GOAL: Report every line of the data below that contains the word "gets".

MATERIAL TO PROCESS:

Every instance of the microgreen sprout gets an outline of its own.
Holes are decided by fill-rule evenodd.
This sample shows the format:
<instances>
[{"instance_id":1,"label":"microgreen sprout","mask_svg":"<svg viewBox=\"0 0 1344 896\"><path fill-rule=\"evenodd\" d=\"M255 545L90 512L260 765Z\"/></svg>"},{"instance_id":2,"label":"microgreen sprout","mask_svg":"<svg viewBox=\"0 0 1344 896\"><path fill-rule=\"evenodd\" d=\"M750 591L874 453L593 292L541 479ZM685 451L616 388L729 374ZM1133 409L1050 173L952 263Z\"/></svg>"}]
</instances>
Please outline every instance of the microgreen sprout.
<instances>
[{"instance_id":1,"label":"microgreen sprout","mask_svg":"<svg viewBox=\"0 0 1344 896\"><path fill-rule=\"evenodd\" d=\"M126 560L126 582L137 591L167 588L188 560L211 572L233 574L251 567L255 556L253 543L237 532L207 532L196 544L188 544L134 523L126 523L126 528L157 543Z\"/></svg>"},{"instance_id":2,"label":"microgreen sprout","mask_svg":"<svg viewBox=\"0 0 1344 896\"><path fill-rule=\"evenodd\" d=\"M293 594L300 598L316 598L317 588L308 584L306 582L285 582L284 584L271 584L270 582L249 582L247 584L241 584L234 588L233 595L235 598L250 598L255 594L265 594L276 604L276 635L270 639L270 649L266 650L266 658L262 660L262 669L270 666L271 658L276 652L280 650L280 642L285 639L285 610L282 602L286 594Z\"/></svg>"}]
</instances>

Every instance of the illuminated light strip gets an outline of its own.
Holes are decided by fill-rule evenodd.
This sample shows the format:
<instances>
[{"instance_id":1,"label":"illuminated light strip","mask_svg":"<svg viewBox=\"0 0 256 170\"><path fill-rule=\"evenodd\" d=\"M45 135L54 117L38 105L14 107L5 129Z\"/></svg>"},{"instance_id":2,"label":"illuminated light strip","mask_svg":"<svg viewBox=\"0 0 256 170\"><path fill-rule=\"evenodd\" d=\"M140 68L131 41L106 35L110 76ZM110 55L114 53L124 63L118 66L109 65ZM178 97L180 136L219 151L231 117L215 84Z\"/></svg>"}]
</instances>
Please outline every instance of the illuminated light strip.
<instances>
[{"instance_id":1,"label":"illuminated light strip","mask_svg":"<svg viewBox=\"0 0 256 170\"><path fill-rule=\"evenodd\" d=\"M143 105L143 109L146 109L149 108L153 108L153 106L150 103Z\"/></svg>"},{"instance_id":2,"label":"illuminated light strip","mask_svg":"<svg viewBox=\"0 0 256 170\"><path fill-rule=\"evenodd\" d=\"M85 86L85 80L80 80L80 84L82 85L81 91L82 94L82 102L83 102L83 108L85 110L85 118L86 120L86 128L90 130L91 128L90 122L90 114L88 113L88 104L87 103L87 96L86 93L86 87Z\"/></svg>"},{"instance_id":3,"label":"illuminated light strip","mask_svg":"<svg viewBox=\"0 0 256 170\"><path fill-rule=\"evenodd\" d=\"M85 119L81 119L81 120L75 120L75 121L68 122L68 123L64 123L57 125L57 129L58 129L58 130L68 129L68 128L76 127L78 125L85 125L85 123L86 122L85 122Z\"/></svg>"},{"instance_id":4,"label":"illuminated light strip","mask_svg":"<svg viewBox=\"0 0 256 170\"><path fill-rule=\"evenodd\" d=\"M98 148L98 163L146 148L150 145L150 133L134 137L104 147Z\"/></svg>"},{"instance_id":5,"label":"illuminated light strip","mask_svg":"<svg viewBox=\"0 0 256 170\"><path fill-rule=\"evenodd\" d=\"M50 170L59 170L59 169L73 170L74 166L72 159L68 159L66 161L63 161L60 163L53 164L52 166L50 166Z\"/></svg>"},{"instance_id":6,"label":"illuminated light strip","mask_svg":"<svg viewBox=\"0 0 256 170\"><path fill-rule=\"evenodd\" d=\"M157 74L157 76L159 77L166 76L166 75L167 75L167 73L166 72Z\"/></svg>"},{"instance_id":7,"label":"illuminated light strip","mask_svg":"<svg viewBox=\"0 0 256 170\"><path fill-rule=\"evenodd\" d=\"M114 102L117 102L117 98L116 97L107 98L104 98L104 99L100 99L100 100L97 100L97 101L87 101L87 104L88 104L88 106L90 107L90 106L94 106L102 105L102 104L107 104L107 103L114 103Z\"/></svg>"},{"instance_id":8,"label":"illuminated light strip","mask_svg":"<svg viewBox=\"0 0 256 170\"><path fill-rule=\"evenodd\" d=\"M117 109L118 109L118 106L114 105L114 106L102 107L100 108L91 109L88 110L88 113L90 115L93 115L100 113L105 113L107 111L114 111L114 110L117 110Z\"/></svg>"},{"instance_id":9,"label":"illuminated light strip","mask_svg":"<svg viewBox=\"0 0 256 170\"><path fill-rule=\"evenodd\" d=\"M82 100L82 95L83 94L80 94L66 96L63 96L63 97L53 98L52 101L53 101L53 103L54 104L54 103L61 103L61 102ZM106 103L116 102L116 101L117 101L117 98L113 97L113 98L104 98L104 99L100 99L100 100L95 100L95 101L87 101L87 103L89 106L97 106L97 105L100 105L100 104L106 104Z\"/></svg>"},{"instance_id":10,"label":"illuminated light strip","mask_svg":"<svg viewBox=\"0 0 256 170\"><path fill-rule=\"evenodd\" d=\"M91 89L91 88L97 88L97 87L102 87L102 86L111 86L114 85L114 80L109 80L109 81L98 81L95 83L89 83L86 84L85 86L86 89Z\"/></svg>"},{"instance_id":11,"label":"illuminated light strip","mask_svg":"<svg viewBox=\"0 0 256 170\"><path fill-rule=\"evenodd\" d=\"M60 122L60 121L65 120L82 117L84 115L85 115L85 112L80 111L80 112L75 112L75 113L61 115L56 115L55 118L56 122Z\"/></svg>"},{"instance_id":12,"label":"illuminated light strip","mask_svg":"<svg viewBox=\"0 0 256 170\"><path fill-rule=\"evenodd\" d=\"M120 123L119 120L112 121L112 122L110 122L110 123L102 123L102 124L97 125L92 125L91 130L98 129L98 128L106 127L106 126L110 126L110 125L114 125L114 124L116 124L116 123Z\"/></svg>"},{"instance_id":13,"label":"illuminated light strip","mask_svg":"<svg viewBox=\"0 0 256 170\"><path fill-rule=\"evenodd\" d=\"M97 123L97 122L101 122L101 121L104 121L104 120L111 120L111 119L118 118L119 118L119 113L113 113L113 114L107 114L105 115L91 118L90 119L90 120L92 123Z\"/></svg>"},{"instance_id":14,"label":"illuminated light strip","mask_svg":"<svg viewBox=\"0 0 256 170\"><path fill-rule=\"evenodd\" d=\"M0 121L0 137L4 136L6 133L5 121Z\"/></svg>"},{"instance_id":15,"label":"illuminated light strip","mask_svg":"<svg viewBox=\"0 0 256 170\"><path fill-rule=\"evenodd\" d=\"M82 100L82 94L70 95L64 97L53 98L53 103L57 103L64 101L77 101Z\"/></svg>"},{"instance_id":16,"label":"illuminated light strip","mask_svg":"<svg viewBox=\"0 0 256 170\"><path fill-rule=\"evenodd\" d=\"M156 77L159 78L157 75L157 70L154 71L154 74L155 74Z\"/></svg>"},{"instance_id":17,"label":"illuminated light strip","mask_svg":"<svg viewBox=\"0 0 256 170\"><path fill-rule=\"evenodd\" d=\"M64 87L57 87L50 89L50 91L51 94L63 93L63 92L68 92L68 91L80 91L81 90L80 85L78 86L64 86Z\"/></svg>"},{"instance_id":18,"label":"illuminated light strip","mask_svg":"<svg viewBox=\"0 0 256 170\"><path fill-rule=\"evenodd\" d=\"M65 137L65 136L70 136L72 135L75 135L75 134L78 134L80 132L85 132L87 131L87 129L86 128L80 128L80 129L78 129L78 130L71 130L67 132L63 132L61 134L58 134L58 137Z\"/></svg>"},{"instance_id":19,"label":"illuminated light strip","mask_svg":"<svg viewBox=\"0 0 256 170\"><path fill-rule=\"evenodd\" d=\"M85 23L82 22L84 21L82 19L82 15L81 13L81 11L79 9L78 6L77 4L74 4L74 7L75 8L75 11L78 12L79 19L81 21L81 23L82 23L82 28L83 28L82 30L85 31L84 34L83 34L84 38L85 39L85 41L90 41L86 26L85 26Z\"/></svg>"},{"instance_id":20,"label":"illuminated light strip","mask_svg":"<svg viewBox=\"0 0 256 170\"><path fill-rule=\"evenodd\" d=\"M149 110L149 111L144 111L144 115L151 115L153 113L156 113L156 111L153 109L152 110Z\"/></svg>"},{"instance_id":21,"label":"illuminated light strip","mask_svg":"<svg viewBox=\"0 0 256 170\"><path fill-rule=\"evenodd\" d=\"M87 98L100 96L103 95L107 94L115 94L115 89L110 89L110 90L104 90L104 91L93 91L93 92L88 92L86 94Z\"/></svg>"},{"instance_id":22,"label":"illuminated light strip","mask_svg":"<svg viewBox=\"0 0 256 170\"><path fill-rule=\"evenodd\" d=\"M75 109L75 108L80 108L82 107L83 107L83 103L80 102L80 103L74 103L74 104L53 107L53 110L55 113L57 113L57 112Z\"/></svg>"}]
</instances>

OUTPUT BELOW:
Every instance of the microgreen sprout gets an outline of its own.
Every instance of the illuminated light strip gets an outline of its own.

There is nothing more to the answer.